• **What this exercise asks**
1. Print the stretch of the basketball forum thread from "There are some" through "(May 1, 2004)", word for word.
2. Output the stretch of the records from the line containing "One dot marks each instance of the tank" through the end of the records, reproducing each line unchanged.

• **Selection**
******

There are some on here that will tell you stats dont define a player. I dont even get the criteria for this awards, personal stats or team accomplishments. If thats the case why isnt KG on the first team over Dirk, or why is T-mac on the third team


----------



## HB (May 1, 2004)

PoorPoorSonics said:


> and the fact he didn't tank half a season and screw over a team.


Is 20 games half a season and once again I repeat he said he didnt work hard in the offseason, thats not the same as tanking games


----------



## IV (Jul 16, 2002)

Blazer Freak said:


> If your going to say that the Wizards were a deep team, than you need to look at their roster. They have Arenas, Hughes, and Jamison. Thats about it.


The Wiz actually do have a fairly deep roster. Steve Blake and Juan Dixon contributed admirably this season. The bigs Etan, Brendan, Ruffin(_as good a garage man as you can find in the nba_), and Kwame(at times) played well. 
The rest of the perimeter Jarvis, Jeffries, Peeler.... that's a very good lineup. The prove of that should lie in the amount of injuries they suffered this season and still managed to place 5th in the East.


----------



## IV (Jul 16, 2002)

******

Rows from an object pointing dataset
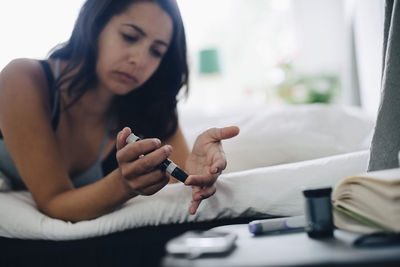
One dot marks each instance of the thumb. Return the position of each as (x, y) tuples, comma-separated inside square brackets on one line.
[(218, 134)]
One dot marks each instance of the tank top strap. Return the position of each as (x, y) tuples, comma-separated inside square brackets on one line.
[(55, 111)]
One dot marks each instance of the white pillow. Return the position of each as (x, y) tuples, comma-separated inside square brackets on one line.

******

• **Worked solutions**
1.
There are some on here that will tell you stats dont define a player. I dont even get the criteria for this awards, personal stats or team accomplishments. If thats the case why isnt KG on the first team over Dirk, or why is T-mac on the third team


----------



## HB (May 1, 2004)

2.
One dot marks each instance of the tank top strap. Return the position of each as (x, y) tuples, comma-separated inside square brackets on one line.
[(55, 111)]
One dot marks each instance of the white pillow. Return the position of each as (x, y) tuples, comma-separated inside square brackets on one line.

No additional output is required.